Pick out each line in the records below that contains the string "treeline", and copy those lines. Only exact case matches count.

* begin MATERIAL PROVIDED *

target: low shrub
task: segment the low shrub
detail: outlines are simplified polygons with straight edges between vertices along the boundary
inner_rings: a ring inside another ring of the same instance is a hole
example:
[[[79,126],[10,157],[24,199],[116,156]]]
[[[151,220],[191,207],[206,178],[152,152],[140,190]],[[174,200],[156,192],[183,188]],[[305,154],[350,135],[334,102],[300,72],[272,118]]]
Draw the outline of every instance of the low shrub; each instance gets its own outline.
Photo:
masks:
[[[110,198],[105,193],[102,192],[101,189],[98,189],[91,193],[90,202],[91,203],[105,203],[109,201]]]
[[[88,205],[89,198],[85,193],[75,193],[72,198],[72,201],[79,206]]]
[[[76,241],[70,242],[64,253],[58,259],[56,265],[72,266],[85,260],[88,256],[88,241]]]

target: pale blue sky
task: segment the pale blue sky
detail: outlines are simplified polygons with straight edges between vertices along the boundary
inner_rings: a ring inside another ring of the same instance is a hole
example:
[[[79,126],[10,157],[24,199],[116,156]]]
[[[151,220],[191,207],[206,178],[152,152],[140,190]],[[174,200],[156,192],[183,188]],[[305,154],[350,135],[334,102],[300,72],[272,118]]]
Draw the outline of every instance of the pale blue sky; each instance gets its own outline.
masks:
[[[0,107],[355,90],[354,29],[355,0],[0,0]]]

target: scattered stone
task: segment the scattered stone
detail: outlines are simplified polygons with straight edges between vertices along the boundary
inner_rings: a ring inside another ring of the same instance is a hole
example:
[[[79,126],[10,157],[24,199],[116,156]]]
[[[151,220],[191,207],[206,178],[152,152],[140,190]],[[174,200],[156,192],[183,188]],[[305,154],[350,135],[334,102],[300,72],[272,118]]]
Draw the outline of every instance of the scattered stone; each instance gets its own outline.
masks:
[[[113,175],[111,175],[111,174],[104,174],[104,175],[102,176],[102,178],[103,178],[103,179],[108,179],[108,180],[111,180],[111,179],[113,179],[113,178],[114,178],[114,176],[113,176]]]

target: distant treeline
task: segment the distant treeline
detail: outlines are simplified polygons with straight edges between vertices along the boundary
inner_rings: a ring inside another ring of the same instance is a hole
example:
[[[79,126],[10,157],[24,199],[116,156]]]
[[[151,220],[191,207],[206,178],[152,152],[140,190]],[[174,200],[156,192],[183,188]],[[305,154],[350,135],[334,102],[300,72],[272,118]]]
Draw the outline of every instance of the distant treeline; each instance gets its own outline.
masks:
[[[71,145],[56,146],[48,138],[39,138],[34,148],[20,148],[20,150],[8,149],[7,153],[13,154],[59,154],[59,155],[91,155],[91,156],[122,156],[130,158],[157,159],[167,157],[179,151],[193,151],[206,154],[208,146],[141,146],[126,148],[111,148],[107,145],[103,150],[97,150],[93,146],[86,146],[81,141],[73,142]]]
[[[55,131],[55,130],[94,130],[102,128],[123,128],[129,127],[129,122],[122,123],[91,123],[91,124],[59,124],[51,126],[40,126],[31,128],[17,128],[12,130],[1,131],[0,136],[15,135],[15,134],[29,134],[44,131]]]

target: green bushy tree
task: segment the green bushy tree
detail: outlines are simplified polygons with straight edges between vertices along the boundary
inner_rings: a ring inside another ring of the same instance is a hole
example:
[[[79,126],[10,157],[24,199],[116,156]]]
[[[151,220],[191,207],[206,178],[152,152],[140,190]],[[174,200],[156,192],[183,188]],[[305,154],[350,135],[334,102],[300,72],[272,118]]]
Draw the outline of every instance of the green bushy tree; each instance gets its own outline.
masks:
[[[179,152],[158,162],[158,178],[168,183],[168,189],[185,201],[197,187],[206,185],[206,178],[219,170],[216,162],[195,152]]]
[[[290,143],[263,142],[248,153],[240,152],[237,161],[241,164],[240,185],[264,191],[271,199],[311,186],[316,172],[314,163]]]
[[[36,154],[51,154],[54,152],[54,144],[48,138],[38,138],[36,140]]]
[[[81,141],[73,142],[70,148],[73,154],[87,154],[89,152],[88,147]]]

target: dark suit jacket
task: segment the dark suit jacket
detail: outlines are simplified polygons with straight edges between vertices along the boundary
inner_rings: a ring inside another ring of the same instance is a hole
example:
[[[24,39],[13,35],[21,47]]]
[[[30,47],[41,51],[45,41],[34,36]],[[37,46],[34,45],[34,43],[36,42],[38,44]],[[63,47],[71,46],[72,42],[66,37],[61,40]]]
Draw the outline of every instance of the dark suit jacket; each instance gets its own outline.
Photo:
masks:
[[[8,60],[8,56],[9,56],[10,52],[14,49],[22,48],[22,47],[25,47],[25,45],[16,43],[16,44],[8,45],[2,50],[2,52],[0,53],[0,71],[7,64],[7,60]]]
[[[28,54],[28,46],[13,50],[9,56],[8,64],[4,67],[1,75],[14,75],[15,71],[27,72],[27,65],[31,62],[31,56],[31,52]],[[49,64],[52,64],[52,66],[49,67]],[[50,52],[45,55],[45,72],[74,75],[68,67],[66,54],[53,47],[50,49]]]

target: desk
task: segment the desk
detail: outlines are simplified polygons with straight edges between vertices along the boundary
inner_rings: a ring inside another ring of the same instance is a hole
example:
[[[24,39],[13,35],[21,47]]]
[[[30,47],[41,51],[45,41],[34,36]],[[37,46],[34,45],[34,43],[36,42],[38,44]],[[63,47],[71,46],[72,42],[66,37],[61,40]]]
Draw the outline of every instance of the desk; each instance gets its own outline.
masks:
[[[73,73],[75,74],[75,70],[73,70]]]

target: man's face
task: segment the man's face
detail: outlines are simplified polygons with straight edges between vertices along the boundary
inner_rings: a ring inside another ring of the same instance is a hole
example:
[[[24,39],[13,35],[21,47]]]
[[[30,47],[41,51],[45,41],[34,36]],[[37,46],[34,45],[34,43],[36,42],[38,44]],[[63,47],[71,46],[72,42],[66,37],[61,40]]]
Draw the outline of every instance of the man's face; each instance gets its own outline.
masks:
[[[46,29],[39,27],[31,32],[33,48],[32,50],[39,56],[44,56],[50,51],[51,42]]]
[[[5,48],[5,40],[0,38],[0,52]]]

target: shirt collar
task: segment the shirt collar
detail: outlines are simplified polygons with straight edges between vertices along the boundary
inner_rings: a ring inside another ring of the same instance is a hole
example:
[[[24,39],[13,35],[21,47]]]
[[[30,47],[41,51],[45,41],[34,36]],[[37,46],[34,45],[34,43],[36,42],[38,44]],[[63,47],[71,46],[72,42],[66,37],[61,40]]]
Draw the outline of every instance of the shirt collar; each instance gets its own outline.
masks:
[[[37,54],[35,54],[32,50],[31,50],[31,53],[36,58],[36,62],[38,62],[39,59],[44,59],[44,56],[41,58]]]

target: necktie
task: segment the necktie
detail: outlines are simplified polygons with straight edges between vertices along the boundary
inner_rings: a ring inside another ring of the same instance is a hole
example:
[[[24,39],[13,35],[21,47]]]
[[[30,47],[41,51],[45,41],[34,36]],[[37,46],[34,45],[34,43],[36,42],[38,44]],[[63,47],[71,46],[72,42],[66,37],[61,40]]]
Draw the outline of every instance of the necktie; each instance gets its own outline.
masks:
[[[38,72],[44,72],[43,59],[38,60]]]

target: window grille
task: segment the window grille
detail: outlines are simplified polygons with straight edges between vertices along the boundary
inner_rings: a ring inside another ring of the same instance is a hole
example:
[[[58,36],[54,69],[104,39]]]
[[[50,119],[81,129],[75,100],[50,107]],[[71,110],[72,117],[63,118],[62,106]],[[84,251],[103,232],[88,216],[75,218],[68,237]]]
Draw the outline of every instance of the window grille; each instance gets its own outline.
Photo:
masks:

* end MATERIAL PROVIDED *

▶ [EXERCISE SOLUTION]:
target: distant treeline
task: segment the distant treeline
Draw the outline of every instance of the distant treeline; each instance gets its own outline.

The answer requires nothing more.